▶ Extracted data
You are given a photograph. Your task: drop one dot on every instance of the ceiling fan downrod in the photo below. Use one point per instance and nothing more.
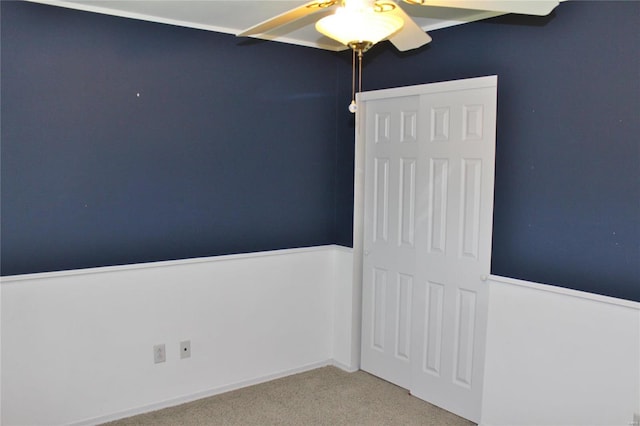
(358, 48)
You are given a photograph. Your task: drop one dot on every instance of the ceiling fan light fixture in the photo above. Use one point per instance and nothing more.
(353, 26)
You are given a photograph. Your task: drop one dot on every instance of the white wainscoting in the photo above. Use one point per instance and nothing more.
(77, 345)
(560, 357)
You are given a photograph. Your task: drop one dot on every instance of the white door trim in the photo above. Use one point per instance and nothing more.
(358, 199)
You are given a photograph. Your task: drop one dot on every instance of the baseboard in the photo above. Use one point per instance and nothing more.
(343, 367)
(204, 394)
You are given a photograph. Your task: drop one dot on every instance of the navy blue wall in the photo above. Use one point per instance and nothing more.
--
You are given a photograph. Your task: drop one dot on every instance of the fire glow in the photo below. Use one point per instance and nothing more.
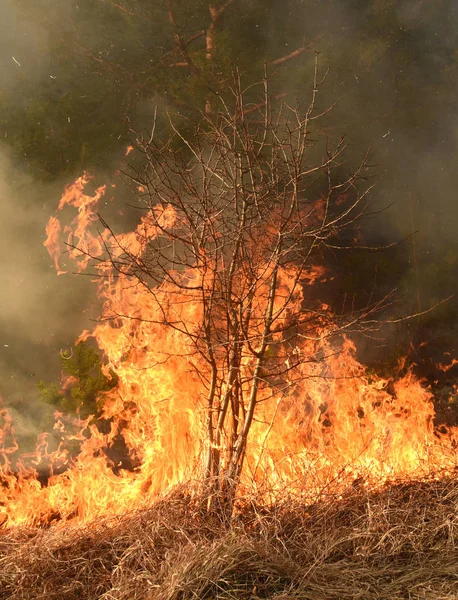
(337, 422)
---
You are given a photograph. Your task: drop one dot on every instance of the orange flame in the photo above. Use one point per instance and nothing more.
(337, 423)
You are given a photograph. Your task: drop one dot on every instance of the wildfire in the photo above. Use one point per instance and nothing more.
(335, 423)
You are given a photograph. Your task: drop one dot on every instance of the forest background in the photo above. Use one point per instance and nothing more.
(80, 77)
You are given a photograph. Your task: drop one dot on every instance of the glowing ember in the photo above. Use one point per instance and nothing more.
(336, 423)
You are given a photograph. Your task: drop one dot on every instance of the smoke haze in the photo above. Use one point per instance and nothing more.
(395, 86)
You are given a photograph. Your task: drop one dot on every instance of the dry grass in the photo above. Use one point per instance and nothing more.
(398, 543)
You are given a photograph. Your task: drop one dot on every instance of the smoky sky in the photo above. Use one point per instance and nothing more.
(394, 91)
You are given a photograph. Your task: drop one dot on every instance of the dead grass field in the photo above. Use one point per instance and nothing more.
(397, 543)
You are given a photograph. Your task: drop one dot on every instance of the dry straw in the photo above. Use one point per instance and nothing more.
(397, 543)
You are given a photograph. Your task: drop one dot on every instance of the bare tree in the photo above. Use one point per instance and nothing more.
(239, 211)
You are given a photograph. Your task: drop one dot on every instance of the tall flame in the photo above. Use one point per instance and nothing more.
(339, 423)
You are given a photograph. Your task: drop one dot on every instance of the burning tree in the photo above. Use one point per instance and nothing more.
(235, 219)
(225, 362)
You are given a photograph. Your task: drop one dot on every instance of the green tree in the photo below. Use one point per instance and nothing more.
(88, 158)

▶ Challenge
Copy out the data from the line containing "ceiling fan light" through the line containing "of the navy", including both of those lines, and reproduce each line without any change.

▶ Correct output
You are given a photograph. Your task: drop one dot on every instance of the ceiling fan light fixture in the photo above. Use one point per instance and nothing more.
(353, 26)
You are given a photograph. Your task: drop one dot on every instance of the white wainscoting in the photo above. Use one point per instance and nothing more.
(77, 345)
(560, 357)
You are given a photograph. Your task: drop one dot on every instance of the white door trim in the photo above. Use one point per instance and nothing more.
(358, 199)
You are given a photograph. Your task: drop one dot on every instance of the baseboard in the photo above. Use one point per instance and nothing more.
(343, 367)
(204, 394)
You are given a photograph. Your task: drop one dot on every instance of the navy blue wall in the photo above. Use one point per instance and nothing more.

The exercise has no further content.